-- EXERCISE DATA follows --
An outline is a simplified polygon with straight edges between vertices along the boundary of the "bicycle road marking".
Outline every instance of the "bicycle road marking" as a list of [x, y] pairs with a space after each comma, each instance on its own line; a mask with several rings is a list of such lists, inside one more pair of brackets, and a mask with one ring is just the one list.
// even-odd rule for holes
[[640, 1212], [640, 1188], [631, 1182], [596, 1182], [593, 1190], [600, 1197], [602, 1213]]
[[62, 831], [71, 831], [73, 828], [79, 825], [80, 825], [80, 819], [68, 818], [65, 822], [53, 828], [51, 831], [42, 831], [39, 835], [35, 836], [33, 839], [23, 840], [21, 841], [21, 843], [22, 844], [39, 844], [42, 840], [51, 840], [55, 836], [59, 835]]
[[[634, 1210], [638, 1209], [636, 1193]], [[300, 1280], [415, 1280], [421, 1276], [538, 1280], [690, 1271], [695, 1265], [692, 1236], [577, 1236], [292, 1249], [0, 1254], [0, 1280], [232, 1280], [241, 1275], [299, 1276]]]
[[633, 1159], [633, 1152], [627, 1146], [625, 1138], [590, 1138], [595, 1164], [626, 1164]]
-- EXERCISE DATA concluded --
Send back all the records above word for word.

An outline is a simplified polygon with straight edges between vertices along the boundary of the "bicycle road marking".
Outline every instance of the "bicycle road marking" as a list of [x, y] pairs with a space after each comma, each instance on its own line; a mask with several rings is a list of such lists, inside one more pair of brackets, and a mask with one ring is just the one list.
// even-odd rule for holes
[[640, 1212], [640, 1188], [631, 1182], [596, 1182], [593, 1190], [600, 1197], [602, 1213]]
[[62, 831], [71, 831], [73, 828], [79, 825], [80, 825], [80, 819], [68, 818], [65, 822], [53, 828], [51, 831], [42, 831], [39, 835], [35, 836], [33, 839], [23, 840], [21, 841], [21, 843], [22, 844], [39, 844], [42, 840], [51, 840], [55, 836], [59, 835]]
[[[634, 1210], [638, 1209], [636, 1193]], [[300, 1280], [415, 1280], [421, 1276], [538, 1280], [690, 1271], [695, 1265], [692, 1236], [577, 1236], [292, 1249], [0, 1254], [0, 1280], [232, 1280], [241, 1275], [299, 1276]]]
[[633, 1159], [633, 1152], [627, 1146], [625, 1138], [590, 1138], [595, 1164], [626, 1164]]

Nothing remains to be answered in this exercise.